[Problem to work on] Which lines below contain the word "water"? Return each of those lines in full, treating case as significant.

[Recorded data]
════════

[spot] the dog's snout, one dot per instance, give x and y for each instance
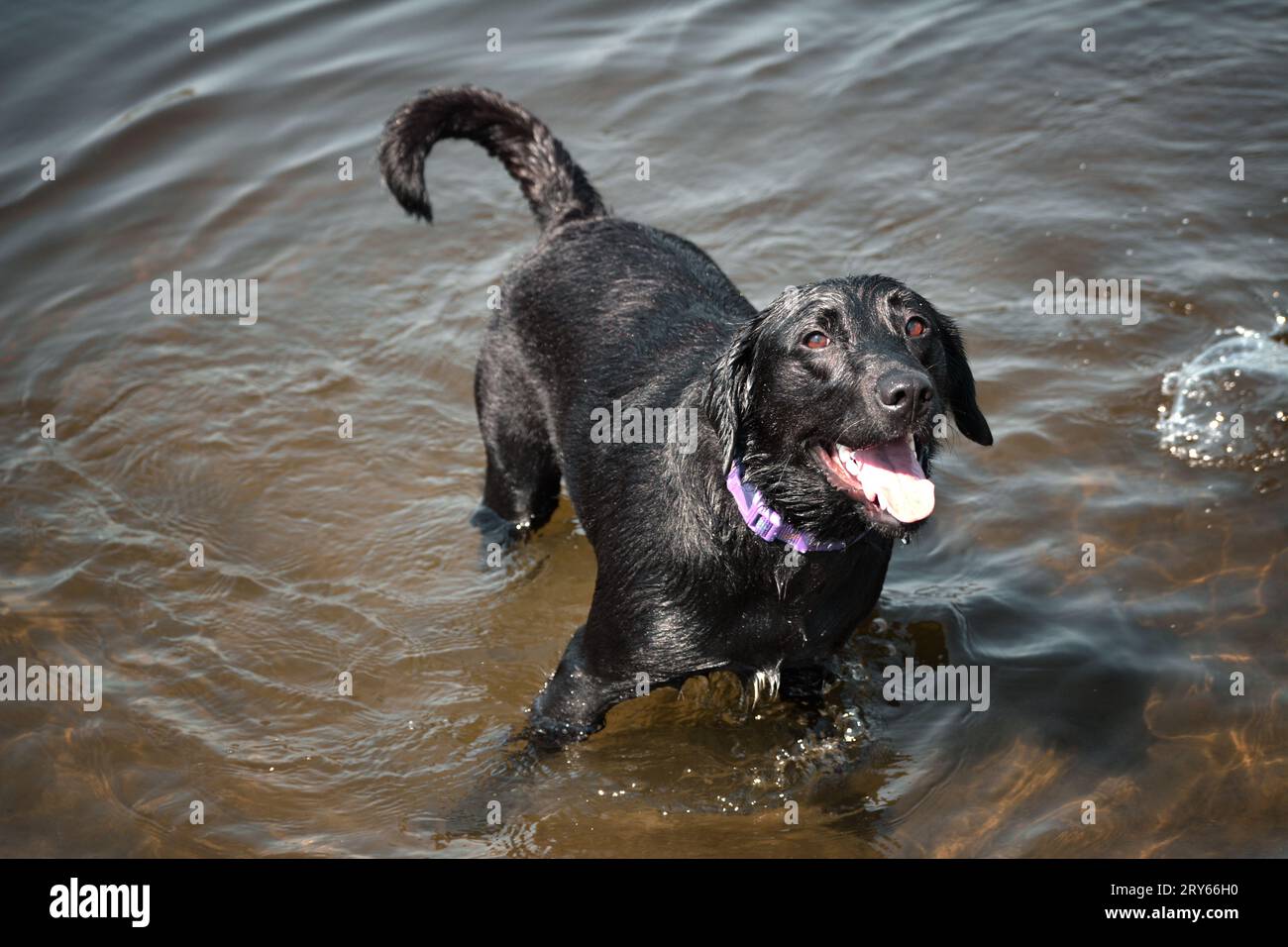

════════

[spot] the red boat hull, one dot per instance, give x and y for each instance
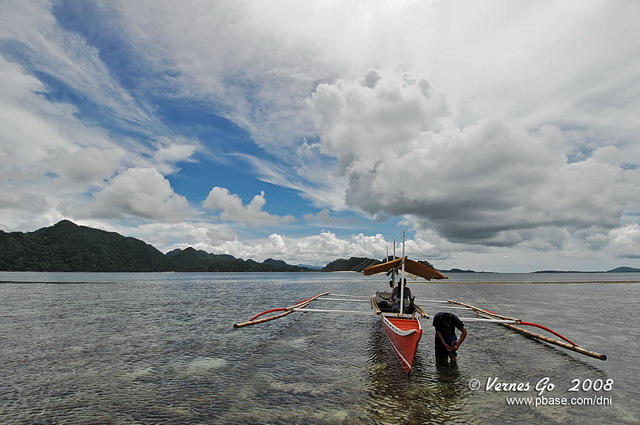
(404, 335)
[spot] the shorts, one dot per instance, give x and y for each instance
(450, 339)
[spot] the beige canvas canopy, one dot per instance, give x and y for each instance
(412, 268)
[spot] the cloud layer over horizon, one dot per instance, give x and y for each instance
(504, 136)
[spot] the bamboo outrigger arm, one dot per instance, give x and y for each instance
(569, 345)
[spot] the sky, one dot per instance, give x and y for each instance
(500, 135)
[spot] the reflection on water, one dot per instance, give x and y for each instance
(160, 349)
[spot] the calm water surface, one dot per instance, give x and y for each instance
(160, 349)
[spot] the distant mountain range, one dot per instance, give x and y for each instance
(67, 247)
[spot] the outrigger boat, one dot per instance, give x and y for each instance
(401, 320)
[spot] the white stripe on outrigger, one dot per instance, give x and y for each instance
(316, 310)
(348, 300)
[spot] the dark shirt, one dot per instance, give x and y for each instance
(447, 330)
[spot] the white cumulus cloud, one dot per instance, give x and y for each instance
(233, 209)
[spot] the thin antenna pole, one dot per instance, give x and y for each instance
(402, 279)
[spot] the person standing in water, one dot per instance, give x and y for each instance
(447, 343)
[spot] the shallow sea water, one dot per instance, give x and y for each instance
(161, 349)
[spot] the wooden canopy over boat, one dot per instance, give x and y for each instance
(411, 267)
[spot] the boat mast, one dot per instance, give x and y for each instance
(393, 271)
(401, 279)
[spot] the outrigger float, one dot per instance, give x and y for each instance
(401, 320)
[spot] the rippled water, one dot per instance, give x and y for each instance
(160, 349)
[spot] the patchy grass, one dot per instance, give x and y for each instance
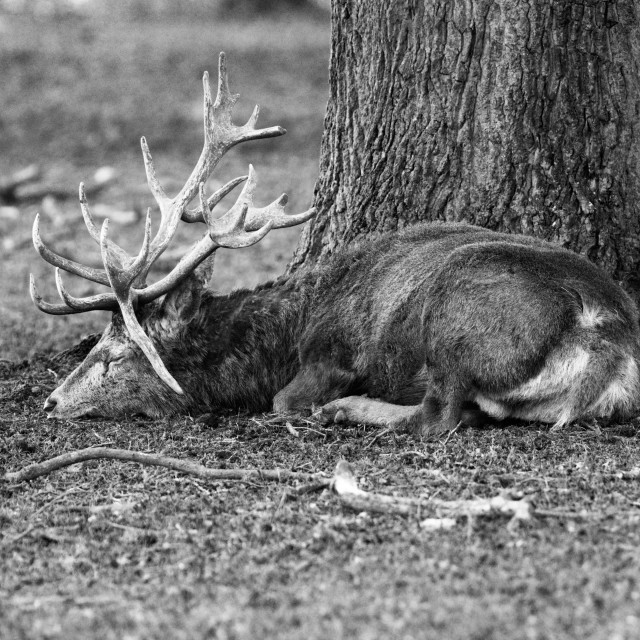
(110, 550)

════════

[Problem solution]
[spot] the reflection on water, one dot per instance, give x and y for each instance
[spot] the calm water surface, one dot per instance, give x and y for each instance
[spot] the person standing in water, one dot per instance, give x and y for each instance
[spot] the shallow sea water, one dot per instance, give x and y for each instance
[spot] the rippled water, one dot per instance, give x and y for each instance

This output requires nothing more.